Report each line of the Data listing below that contains the word "crossing".

** Start of TASK MATERIAL **

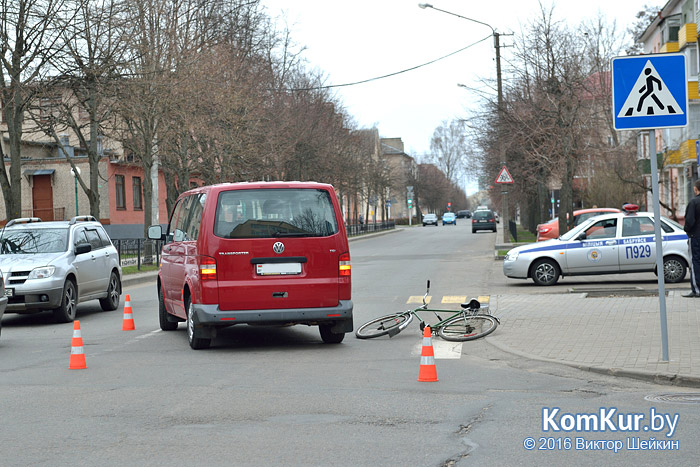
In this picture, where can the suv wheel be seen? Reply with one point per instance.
(165, 323)
(111, 301)
(65, 313)
(194, 332)
(328, 336)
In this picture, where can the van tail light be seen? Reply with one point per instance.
(344, 264)
(207, 268)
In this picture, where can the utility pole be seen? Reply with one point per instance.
(499, 111)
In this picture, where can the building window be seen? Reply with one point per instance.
(136, 184)
(121, 197)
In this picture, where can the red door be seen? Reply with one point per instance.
(42, 197)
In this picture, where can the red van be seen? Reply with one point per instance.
(266, 253)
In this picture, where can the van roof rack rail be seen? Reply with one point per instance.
(82, 219)
(23, 220)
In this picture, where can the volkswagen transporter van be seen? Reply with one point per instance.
(265, 253)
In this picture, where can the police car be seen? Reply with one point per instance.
(606, 244)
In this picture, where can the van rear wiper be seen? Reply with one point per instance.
(294, 234)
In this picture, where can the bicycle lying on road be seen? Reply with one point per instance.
(463, 325)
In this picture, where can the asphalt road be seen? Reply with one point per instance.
(279, 396)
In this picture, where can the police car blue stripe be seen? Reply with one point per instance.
(618, 241)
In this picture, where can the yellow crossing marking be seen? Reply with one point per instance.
(419, 299)
(454, 299)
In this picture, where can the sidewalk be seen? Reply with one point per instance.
(616, 335)
(612, 335)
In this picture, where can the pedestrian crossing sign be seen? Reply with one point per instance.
(504, 176)
(649, 91)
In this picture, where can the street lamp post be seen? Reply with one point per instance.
(502, 154)
(75, 177)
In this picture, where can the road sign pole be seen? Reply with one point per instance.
(659, 245)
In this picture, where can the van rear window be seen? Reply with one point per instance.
(274, 213)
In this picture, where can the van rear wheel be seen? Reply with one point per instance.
(328, 336)
(194, 332)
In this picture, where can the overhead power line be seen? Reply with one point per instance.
(329, 86)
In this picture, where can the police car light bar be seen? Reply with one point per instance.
(630, 208)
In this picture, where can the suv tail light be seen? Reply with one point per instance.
(344, 264)
(207, 268)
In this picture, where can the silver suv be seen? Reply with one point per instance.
(56, 265)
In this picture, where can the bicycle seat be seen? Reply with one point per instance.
(472, 305)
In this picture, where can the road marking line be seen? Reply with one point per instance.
(150, 334)
(454, 299)
(419, 299)
(443, 349)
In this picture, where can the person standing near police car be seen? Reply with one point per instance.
(692, 228)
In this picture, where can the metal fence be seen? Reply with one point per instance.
(48, 214)
(138, 251)
(362, 229)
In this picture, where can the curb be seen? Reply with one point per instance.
(374, 234)
(657, 378)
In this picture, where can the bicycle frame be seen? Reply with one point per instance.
(473, 310)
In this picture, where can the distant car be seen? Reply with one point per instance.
(550, 229)
(449, 218)
(430, 219)
(611, 243)
(56, 265)
(483, 220)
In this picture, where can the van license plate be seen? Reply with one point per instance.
(278, 269)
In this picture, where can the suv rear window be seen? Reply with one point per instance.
(274, 213)
(483, 215)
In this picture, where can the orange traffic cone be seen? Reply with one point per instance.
(128, 324)
(428, 371)
(77, 355)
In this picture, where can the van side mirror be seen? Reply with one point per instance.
(81, 248)
(155, 232)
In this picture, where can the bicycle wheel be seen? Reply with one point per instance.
(384, 325)
(467, 327)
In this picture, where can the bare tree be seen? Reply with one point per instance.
(448, 146)
(93, 47)
(29, 32)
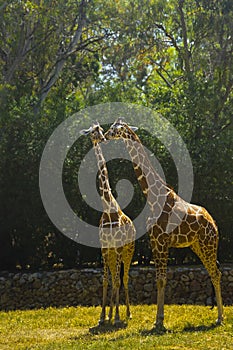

** End of TASK MATERIAL **

> _EXERCISE RESPONSE_
In this picture, where can the yellow crossing marking be seen? Reply with one point per instance.
In this picture, where can the pedestrian crossing sign be seen? Reply with one point per instance.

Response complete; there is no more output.